Exercise:
All lines from the one with "Expected: for every instance of the tree, one" to the end need to be copied exactly, with nothing before them.

[Items from a dataset]
** Start **

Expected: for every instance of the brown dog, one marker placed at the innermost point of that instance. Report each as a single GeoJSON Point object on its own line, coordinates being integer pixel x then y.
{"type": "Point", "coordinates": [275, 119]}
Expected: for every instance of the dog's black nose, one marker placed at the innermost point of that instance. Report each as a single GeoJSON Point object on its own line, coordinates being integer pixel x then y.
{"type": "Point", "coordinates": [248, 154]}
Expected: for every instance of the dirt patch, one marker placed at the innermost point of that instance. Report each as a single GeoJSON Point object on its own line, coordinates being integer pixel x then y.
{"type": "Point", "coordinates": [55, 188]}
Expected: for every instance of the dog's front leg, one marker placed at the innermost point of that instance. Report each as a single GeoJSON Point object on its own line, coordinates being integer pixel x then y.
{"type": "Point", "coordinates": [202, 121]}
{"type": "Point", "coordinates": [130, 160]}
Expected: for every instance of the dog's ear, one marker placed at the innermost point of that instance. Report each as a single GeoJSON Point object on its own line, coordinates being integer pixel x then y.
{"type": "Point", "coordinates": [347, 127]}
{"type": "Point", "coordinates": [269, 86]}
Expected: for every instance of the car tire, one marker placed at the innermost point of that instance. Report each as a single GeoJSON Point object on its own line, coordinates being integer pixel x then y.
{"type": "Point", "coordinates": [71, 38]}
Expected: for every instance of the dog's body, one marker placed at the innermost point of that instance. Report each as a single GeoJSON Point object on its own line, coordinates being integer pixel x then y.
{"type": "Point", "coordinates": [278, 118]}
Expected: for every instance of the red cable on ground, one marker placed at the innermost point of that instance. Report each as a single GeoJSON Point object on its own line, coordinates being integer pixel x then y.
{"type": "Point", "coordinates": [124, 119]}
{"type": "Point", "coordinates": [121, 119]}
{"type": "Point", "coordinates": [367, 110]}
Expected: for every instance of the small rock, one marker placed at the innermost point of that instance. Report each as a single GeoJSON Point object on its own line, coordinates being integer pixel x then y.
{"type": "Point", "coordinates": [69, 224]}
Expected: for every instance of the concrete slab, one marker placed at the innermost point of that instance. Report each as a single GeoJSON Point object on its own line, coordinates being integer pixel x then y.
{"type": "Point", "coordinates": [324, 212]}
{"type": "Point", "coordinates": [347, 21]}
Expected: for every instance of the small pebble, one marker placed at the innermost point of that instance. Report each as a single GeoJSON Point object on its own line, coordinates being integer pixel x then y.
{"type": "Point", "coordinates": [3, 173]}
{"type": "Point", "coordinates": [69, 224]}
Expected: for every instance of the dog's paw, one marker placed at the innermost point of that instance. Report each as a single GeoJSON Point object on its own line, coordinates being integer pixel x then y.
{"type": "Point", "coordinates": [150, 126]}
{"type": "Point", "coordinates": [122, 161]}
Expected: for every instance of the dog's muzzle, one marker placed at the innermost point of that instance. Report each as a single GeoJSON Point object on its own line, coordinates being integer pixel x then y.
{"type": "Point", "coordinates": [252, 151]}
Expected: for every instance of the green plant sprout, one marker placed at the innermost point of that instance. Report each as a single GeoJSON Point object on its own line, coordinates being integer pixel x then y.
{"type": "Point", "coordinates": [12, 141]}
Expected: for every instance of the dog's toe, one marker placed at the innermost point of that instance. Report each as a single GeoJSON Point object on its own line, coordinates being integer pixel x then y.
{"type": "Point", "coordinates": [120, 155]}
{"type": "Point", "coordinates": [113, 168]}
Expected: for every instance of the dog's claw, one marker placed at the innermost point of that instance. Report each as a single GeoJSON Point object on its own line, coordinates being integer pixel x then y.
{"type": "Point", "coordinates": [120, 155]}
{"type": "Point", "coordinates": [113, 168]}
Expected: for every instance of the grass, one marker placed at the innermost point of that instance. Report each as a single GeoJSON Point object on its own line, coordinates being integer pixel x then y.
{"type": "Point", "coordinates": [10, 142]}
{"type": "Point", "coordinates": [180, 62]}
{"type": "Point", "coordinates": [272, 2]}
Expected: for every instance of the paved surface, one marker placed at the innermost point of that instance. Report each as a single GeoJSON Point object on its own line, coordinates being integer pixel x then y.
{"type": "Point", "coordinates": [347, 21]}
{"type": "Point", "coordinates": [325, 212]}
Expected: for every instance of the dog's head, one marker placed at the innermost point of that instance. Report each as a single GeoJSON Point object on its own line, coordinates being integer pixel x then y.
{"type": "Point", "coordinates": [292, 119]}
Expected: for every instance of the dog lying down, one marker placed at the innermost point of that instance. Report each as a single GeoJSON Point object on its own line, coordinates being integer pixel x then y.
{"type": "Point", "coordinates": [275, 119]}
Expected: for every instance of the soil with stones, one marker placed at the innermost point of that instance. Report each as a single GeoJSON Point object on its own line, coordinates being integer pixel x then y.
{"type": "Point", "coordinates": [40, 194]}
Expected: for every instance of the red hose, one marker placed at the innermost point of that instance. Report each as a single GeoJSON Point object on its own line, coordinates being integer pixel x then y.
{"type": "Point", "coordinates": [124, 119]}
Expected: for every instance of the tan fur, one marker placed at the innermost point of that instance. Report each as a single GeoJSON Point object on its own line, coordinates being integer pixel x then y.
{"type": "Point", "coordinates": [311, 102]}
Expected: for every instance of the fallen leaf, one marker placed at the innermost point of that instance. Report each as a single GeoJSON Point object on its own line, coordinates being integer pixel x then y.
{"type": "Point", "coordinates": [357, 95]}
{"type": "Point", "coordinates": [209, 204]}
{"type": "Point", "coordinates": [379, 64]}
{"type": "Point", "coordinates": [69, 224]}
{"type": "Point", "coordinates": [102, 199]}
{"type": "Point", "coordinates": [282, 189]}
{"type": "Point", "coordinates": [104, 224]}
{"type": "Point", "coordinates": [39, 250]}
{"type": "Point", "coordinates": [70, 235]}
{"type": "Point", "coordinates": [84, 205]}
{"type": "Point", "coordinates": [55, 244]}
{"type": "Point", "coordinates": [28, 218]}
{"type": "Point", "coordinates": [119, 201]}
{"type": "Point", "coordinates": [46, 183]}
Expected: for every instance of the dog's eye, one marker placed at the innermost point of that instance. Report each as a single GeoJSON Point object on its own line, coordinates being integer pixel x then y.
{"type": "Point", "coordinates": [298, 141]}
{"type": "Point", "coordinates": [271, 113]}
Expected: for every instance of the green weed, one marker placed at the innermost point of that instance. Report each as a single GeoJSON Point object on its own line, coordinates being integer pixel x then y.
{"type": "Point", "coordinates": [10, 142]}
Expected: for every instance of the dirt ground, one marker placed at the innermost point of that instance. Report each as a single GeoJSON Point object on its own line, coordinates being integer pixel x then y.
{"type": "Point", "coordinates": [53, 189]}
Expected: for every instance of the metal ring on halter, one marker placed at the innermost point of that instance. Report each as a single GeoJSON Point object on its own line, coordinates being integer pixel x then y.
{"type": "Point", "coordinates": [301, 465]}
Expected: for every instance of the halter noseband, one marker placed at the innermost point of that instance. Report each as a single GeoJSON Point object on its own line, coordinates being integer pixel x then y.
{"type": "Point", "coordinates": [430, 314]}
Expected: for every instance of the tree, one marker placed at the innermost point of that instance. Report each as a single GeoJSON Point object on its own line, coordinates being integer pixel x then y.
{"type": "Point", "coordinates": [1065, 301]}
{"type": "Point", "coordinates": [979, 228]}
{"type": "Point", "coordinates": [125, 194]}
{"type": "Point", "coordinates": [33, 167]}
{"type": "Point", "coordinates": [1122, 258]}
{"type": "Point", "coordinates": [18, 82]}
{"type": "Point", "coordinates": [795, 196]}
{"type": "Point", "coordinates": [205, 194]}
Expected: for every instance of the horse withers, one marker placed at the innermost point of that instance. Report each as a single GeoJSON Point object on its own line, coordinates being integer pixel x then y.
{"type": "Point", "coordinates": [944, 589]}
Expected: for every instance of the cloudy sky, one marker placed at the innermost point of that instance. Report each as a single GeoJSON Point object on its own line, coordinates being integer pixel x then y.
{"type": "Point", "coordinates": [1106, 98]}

** End **

Reply to the exercise:
Expected: for every instance of the tree, one marker placed at the innermost point of that instance. Report each as a single GeoJSON Point object on its own line, coordinates being integer pixel x then y.
{"type": "Point", "coordinates": [1065, 301]}
{"type": "Point", "coordinates": [979, 228]}
{"type": "Point", "coordinates": [125, 194]}
{"type": "Point", "coordinates": [33, 167]}
{"type": "Point", "coordinates": [1122, 258]}
{"type": "Point", "coordinates": [18, 82]}
{"type": "Point", "coordinates": [795, 196]}
{"type": "Point", "coordinates": [205, 194]}
Expected: for every instance of the horse withers, one marker placed at the innermost point of that instance. Report each as a single GeoJSON Point object on its own line, coordinates being integer pixel x then y.
{"type": "Point", "coordinates": [944, 589]}
Expected: for every instance of the cloudy sky, one marker placed at the innermost point of that instance. Report each as a single GeoJSON Point object on its own line, coordinates being integer pixel x then y.
{"type": "Point", "coordinates": [1106, 98]}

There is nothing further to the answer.